=== PAGINATEKST ===
De heilige luisterde naar de woorden van zijn lieftallige Echtgenote onder tranen van nederige erkenning en troost. Ofschoon hij in het begin haar trachtte te overreden hem te laten doorwerken in zijn stiel, zwichtte hij ten leste en gehoorzaamde zijn Echtgenote, de Meesteresse van de wereld. Vanaf die tijd rustte hij uit van het harde werk zijner handen, waarmee hij het levensonderhoud voor alle Drie verdiend had. Zij gaven de timmermanswerktuigen als aalmoes weg, omdat zij niet wilden, dat er iets overtolligs in hun huis zou zijn. Nu de heilige Jozef geen werk meer om handen had, bracht hij zijn tijd geheel door met de overweging van de geheimenissen, waarvan hij de bewaker was en met het beoefenen van deugden. Aangezien hij het geluk had bij voortduring de omgang met de mensgeworden Goddelijke Wijsheid en met haar, die Daarvan de Moeder was, bereikte deze man van God zulk een hoogte van heiligheid, dat uitgezonderd zijn hemelse Echtgenote er niemand was, die hem daarin voorbij streefde en er geen schepsel zou zijn, die hem daarin benaderde. De gezegende Vrouwe en haar allerheiligste Zoon zorgden voor hem en verpleegden hem in zijn ziekte, zij troostte hem en spraken hem kracht in en bewezen hem voortdurende attenties. Er zijn geen woorden te vinden voor de nederigheid, de eerbied en de liefde, welke daardoor werden opgewekt in het dankbare hart van deze man Gods. Hij was de voortdurende bewondering en vreugde van de engelen en de verrukking voor de Allerhoogste. (V Mar. 147:1/9).

=== OPDRACHT ===
Druk de tekst over de heilige Jozef hieronder volledig en woordelijk af.

=== GEGEVENS ===
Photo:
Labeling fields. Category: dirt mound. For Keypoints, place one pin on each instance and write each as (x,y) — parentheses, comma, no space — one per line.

=== VOLLEDIG ANTWOORD ===
De heilige luisterde naar de woorden van zijn lieftallige Echtgenote onder tranen van nederige erkenning en troost. Ofschoon hij in het begin haar trachtte te overreden hem te laten doorwerken in zijn stiel, zwichtte hij ten leste en gehoorzaamde zijn Echtgenote, de Meesteresse van de wereld. Vanaf die tijd rustte hij uit van het harde werk zijner handen, waarmee hij het levensonderhoud voor alle Drie verdiend had. Zij gaven de timmermanswerktuigen als aalmoes weg, omdat zij niet wilden, dat er iets overtolligs in hun huis zou zijn. Nu de heilige Jozef geen werk meer om handen had, bracht hij zijn tijd geheel door met de overweging van de geheimenissen, waarvan hij de bewaker was en met het beoefenen van deugden. Aangezien hij het geluk had bij voortduring de omgang met de mensgeworden Goddelijke Wijsheid en met haar, die Daarvan de Moeder was, bereikte deze man van God zulk een hoogte van heiligheid, dat uitgezonderd zijn hemelse Echtgenote er niemand was, die hem daarin voorbij streefde en er geen schepsel zou zijn, die hem daarin benaderde. De gezegende Vrouwe en haar allerheiligste Zoon zorgden voor hem en verpleegden hem in zijn ziekte, zij troostte hem en spraken hem kracht in en bewezen hem voortdurende attenties. Er zijn geen woorden te vinden voor de nederigheid, de eerbied en de liefde, welke daardoor werden opgewekt in het dankbare hart van deze man Gods. Hij was de voortdurende bewondering en vreugde van de engelen en de verrukking voor de Allerhoogste. (V Mar. 147:1/9).